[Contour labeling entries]
○ ○ ○ ○
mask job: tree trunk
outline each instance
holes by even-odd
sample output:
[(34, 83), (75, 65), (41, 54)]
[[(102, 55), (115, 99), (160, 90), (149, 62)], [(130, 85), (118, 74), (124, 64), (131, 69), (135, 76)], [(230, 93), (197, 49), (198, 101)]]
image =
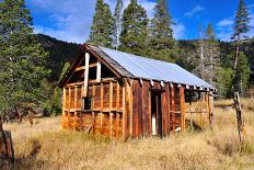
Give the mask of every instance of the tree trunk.
[(7, 137), (5, 137), (5, 134), (4, 134), (4, 131), (3, 131), (2, 124), (3, 124), (3, 122), (2, 122), (2, 116), (0, 115), (0, 133), (2, 134), (3, 145), (4, 145), (4, 148), (5, 148), (5, 152), (4, 152), (3, 159), (8, 160)]
[(239, 53), (240, 53), (240, 36), (238, 36), (238, 43), (236, 43), (236, 53), (235, 53), (235, 60), (234, 60), (234, 68), (233, 68), (233, 100), (234, 100), (234, 106), (236, 112), (236, 120), (238, 120), (238, 132), (239, 132), (239, 140), (242, 143), (244, 140), (245, 135), (245, 126), (244, 121), (242, 116), (242, 109), (240, 103), (240, 95), (238, 90), (238, 80), (236, 77), (236, 70), (238, 70), (238, 61), (239, 61)]
[(242, 109), (239, 92), (234, 92), (234, 106), (236, 111), (236, 118), (238, 118), (238, 131), (239, 131), (239, 140), (242, 143), (245, 136), (245, 124), (242, 116)]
○ ○ ○ ○
**EXERCISE**
Copy out every line of the records above verbatim, omitting the pictures.

**RESULT FOR THIS EXERCISE**
mask job: tree trunk
outline each instance
holes by even-odd
sample output:
[(34, 83), (75, 65), (41, 54)]
[[(102, 55), (115, 99), (160, 90), (149, 62)], [(130, 85), (118, 74), (124, 64), (131, 69), (135, 76)], [(230, 93), (197, 49), (198, 101)]]
image =
Give the mask of every instance of the tree trunk.
[(7, 137), (5, 137), (5, 134), (4, 134), (4, 131), (3, 131), (2, 124), (3, 124), (3, 122), (2, 122), (2, 116), (0, 115), (0, 133), (2, 134), (3, 145), (4, 145), (4, 148), (5, 148), (5, 152), (4, 152), (3, 159), (8, 160)]
[(239, 53), (240, 53), (240, 36), (238, 36), (238, 43), (236, 43), (236, 53), (235, 53), (235, 60), (234, 60), (234, 68), (233, 68), (233, 100), (234, 100), (234, 106), (236, 112), (236, 120), (238, 120), (238, 132), (239, 132), (239, 140), (242, 143), (244, 140), (245, 135), (245, 126), (244, 121), (242, 116), (242, 109), (240, 103), (240, 95), (238, 90), (238, 80), (236, 77), (236, 70), (238, 70), (238, 61), (239, 61)]
[(242, 109), (239, 92), (234, 92), (234, 106), (236, 111), (236, 118), (238, 118), (238, 131), (239, 131), (239, 140), (242, 143), (245, 136), (245, 124), (242, 116)]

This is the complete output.